* **Selected text**:
We are talking on one hand about ancient texts written in ancient languages by humans who were part of their culture and times. That presents a huge problem in just rendering their words "accurately" in modern English, much less the underlying cultural contexts. But that is the job of scholars.

On the other hand, we have the spiritual interpretation of those words and that context written so long ago. In what sense are those words "accurately representing" some kind of "divine reality"?

I have sort of hand a discussion with volgadon on a similar issue and I raised questions about if Kabbalah is "true". In other words, is there anything "real" to be learned about the nature of God from Kabbalah, when it is totally within a Hebrew context. If you know no Hebrew, you cannot possibly understand Kabbalah. You may read about it, but it will always feel foreign and odd. Yet surely God reveals his truths for everyone- so what do we do with "truths" which are so restricted to one culture?

* **Source data**:
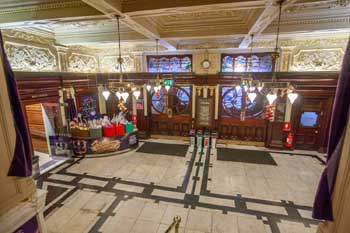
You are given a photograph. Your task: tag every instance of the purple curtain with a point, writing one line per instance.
(323, 202)
(21, 164)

* **Activity**: Continue the passage about ancient sacred texts and Kabbalah, picking up right after its last sentence.

* **Response to this task**:
Whatever our understanding of scripture, if it be "literal" (meaning according to our present understanding of what those words probably mean, as translated and commented upon by competent scholars) or "figurative", allegorical, symbolic etc, it must be guided by the Spirit.

I think we can never totally escape our cultural "vocabularies"- all these truths will be filtered by our cultural prejudices. But certainly it is appropriate to interpret some scriptures literally- as volgadon has pointed out, especially the commandments for example.

But which we take literally and which we take figuratively is a decision we need to make individually in the creation of our own understanding of where we stand in relation to God and the universe, as determined by the Spirit. We can never surrender that to anyone else in slavish acceptance of dogma.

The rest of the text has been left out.